* The task *
Reproduce word for word the part of the bile duct update below that begins with the words containing "A big thank" and ends with "with their instruments.".

* Text shown *
A big thank you for all the well wishes to those who have left comments and messaged me.

It turned out that I was not having an organ rejection last fall but rather a bile duct stricture. I spent over 20 days at the Toronto General Hospital leading up to and during the holidays. My enzymes were the highest ever, I had a fever and had turned yellow. 

 Over the holidays, which by the way is the worst time to be treated at a hospital, two attempts were made to place a stent in my bile duct via a PTC procedure ( a percutaneous transhepatic cholangiography tube.) This is where they puncture a hole between your ribs between the lung and intestine to work their way into your liver. This failed because the angle of the duct was too though to negotiate with their instruments.

Now because the bile duct is strictured, my bile stays in my liver and I turn yellow. If untreated you die. They therefore leave the tube open to allow for the bile to drain into an attached bag. The bag is drained 4 times a day. The output is about 1.3 litres a day. Bile helps to emulsify the fats in food in your small intestine. So for now, the fats are passing through my system unprocessed which in the long run would have an adverse effect on my health.

Three weeks into January, I met with my surgeon who gave me three options.

1) A double balloon ERCP procedure. This is a procedure where instead of going through your ribs (which failed in my case) they go down your throat through your stomach and intestine and try to access the bile duct from the bottom. They are only giving me a zero to 10% success rate. This is because 2 days after my transplant, my bile duct disintegrated and was rebuilt with part of my small intestine. This procedure is called a Roux en Y. Because of the extra distance this creates, they need to add extensions to their equipment making it much harder to manipulate (more angles to deal with.) The biggest risk in this procedure is puncturing your intestine. I am also looking at replacing the stent several times.

 

2 Rebuild the bile duct again. This operation takes many hours to perform with a high risk of a bleed out. In addition, they already rebuilt my bile duct two days after my transplant and it strictured. This can happen again.

 

3 Get another transplant. This means getting on a waiting list for a liver. No guarantees, as this could all happen again.

 

Because the bile duct suffers from loss of oxygenated blood during and after surgery, 70% of liver transplant patients have bile duct problems. Of this, the % is higher for those (like me) who got a living donor partial liver. The partial donated liver does not come with all the plumbing. The other thing I found out is, the liver is the only organ that regenerates itself to 100% but the bile ducts do not.

 

I have opted for the ERCP procedure and am waiting until March 20th for the appointment. In the meantime, because I am losing an extra 1.3 litres of fluid a day, I need to go to the day unit at the transplant department twice a week to receive a litre of saline intravenously. I am already drinking lots of fluids to flush out the anti-rejection meds as they are extremely hard on your kidneys and risking dehydration could cause my kidneys to fail. 

I was very fortunate, my wife took 7 months off to be with me every day. She recently just returned to work.

 

I am looking forward to do my walkabout at the next PDAC in March.

 

....

 

My wife was at the hospital from 6:30 am till 10pm each day I was in the hospital. Many times it caught up to her. The medical textbook on the chair Medical care of the Liver Transplant Patient which she bought for a couple hundred dollars was her favorite pastime reading.  My hepatologist had contributed a chapter in the text. 

 

My bile bag since the holidays. The tube line penetrating my ribs has been replaced twice already. Each time necessitating a trip to the emergency department (once by ambulance.)

 

and me at a recent visit to the day unit to get my semi-weekly litre of saline. The procedure takes over 3 hours, so I bring my laptop to monitor my trades. I have made many new friends who have had liver, double lung, heart, and kidney transplants at the Toronto General Hospital.

* Data *
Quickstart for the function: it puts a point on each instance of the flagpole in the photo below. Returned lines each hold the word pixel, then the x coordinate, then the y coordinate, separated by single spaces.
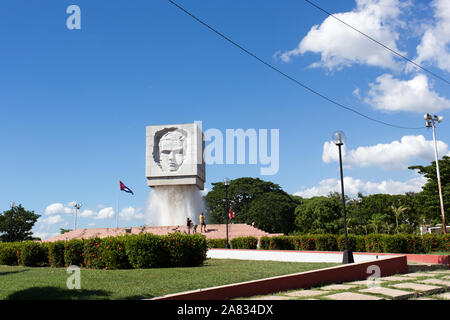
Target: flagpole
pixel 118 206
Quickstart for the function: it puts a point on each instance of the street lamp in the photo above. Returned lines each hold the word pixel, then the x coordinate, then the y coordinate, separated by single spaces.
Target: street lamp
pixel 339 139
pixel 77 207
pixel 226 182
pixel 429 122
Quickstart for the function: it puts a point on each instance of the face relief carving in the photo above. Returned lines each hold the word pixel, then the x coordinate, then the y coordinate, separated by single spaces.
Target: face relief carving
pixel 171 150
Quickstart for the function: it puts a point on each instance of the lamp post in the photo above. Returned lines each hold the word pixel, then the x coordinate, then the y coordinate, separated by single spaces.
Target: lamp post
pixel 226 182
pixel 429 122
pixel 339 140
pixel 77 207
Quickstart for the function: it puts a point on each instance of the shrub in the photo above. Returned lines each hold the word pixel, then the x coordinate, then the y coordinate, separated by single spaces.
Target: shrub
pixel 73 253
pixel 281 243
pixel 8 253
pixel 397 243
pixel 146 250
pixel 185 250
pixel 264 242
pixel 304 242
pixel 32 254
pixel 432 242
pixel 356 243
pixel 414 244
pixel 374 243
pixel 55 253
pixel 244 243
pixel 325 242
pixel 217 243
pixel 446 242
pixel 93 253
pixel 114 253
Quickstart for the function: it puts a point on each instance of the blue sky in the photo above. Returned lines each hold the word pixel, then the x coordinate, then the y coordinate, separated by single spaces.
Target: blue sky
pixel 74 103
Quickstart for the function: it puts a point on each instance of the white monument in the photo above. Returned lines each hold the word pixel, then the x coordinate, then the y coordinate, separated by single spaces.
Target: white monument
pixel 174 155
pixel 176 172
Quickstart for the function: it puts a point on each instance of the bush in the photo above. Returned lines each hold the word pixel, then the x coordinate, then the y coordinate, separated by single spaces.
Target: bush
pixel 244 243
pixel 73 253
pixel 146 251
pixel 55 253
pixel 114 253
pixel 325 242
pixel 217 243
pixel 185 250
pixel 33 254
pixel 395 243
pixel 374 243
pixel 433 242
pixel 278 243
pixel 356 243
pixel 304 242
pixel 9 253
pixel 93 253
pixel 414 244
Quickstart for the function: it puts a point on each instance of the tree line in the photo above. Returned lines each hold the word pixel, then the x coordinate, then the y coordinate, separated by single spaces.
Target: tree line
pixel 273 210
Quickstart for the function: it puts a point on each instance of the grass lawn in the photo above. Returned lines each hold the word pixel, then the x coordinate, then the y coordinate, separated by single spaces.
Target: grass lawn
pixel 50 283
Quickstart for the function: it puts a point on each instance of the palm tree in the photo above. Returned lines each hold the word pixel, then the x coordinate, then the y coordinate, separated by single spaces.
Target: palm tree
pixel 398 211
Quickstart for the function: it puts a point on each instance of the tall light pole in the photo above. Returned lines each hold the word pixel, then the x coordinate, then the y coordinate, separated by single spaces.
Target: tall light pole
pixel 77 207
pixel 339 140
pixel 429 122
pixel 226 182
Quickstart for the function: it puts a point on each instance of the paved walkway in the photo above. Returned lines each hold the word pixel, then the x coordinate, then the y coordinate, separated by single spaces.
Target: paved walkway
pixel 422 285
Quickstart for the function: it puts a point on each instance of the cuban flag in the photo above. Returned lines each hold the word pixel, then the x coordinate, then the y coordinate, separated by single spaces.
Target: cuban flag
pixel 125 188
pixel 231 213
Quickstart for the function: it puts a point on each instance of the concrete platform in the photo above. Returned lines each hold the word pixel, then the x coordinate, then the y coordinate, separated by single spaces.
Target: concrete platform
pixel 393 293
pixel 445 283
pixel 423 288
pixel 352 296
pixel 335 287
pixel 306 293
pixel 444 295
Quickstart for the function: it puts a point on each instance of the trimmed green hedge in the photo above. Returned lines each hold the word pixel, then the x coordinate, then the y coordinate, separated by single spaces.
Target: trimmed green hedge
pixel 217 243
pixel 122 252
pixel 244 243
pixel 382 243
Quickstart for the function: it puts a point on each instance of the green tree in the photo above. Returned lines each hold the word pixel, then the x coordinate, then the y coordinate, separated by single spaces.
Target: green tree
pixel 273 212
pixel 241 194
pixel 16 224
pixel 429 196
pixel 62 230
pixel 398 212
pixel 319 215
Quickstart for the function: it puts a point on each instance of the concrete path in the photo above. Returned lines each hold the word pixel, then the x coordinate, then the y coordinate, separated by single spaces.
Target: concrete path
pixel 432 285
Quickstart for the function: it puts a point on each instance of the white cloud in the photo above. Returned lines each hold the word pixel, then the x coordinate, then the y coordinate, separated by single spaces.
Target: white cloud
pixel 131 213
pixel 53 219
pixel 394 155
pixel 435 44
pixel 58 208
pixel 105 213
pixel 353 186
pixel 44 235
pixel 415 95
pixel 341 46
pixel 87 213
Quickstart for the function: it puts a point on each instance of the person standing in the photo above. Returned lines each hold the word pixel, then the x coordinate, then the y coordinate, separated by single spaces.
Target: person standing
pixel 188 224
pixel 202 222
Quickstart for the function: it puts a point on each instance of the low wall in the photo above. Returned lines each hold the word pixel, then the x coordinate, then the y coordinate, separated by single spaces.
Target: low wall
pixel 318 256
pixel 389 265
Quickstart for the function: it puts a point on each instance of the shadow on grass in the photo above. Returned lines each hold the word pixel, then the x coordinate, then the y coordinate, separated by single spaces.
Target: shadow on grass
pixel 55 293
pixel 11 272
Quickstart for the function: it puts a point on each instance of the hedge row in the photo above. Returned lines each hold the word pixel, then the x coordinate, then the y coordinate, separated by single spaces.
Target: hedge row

* Solution for this task *
A big thank you for all the well wishes to those who have left comments and messaged me.

It turned out that I was not having an organ rejection last fall but rather a bile duct stricture. I spent over 20 days at the Toronto General Hospital leading up to and during the holidays. My enzymes were the highest ever, I had a fever and had turned yellow. 

 Over the holidays, which by the way is the worst time to be treated at a hospital, two attempts were made to place a stent in my bile duct via a PTC procedure ( a percutaneous transhepatic cholangiography tube.) This is where they puncture a hole between your ribs between the lung and intestine to work their way into your liver. This failed because the angle of the duct was too though to negotiate with their instruments.